# PROBLEM:
In the data below, find the line containing "# sample shape, e.g. [[438, 52]]", then set down that line and every later line up to and including the line containing "# sample shape, e.g. [[255, 152]]", exactly.

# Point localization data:
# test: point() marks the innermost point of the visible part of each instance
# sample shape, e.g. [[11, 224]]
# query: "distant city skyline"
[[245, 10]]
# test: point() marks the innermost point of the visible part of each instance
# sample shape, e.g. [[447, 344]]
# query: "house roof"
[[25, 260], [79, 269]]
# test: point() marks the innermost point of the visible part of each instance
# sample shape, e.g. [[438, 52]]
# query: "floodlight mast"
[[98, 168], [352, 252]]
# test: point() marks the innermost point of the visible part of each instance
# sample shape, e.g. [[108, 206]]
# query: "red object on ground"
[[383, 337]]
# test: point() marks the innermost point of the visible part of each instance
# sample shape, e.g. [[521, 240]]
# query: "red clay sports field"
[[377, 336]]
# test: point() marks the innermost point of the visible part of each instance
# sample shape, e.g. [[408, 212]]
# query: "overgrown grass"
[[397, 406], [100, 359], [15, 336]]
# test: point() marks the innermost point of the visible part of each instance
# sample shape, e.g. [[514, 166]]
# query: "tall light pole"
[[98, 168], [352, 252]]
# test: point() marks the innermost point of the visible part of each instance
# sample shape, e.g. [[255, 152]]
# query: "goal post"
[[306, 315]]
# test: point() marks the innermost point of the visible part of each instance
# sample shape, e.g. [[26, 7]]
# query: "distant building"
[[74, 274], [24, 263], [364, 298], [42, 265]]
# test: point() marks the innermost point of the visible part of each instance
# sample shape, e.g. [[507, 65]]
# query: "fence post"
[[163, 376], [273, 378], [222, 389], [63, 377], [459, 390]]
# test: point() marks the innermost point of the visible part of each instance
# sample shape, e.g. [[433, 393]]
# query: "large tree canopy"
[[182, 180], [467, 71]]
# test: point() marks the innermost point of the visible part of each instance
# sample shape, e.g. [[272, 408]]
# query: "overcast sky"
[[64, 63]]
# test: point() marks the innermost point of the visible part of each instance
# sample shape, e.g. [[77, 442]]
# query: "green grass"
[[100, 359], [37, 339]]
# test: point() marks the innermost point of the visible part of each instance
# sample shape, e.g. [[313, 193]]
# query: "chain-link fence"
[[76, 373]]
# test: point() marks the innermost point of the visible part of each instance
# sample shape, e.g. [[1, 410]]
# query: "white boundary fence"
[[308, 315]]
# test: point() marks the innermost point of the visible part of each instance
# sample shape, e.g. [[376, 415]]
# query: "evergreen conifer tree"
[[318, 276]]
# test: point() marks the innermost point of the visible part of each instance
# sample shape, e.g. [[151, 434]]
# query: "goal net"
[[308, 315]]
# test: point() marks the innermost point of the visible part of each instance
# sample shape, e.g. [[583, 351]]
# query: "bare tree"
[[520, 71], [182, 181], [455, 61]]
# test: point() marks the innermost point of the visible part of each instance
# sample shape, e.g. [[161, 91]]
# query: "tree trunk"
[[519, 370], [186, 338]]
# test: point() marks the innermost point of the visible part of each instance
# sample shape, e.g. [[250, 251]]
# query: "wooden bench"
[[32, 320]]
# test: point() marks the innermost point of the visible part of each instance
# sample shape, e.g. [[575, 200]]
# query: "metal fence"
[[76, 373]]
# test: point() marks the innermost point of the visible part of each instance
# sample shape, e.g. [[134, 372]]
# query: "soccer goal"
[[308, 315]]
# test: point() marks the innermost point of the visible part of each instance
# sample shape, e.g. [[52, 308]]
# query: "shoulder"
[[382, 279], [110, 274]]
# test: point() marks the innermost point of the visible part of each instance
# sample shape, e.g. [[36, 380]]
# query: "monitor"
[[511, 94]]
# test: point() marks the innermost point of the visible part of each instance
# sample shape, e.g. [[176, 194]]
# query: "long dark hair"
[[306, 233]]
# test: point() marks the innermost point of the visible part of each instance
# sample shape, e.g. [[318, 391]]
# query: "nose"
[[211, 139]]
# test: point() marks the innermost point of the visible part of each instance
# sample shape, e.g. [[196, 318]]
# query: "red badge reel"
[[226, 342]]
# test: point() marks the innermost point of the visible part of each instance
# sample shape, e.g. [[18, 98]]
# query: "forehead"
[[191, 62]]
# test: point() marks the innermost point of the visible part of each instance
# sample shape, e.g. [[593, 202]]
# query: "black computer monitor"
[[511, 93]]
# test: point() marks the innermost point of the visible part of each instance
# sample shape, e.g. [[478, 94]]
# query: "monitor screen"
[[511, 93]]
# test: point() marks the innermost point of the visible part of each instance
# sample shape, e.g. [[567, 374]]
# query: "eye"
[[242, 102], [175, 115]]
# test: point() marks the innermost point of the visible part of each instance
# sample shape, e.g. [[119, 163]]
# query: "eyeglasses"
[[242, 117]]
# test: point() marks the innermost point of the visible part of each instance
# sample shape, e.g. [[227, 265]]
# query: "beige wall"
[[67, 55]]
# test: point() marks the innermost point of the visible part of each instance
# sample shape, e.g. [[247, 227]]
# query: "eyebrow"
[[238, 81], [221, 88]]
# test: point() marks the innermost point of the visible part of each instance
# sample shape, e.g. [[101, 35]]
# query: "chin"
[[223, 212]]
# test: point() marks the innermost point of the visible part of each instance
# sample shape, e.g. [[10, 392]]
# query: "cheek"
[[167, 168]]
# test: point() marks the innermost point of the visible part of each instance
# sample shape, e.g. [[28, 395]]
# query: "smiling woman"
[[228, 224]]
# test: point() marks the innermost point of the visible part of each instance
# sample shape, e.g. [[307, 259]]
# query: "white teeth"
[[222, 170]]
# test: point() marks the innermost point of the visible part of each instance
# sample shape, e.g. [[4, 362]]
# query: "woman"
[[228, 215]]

# YOUR RESPONSE:
# sample shape, e.g. [[438, 52]]
# query: "floodlight mast"
[[98, 168], [352, 252]]
# test: point() marks the innermost point of the visible part of each instance
# sample shape, e.g. [[108, 206]]
# query: "red object on ground"
[[383, 337]]
# test: point() marks the innermost point of the visible part of each instance
# sample shape, e.g. [[521, 240]]
# query: "red clay sports field"
[[377, 336]]
# test: point() marks the innermost point of the visible part of each instance
# sample shape, e.g. [[408, 212]]
# query: "overgrown grass"
[[397, 406], [100, 359], [15, 336]]
# test: point() marks the innermost point of the visible part of each instance
# sample shape, e.g. [[514, 166]]
# query: "tall light pole"
[[98, 168], [352, 252]]
# test: point() marks the innermost point of the visible part of each instance
# sample shape, e.g. [[255, 152]]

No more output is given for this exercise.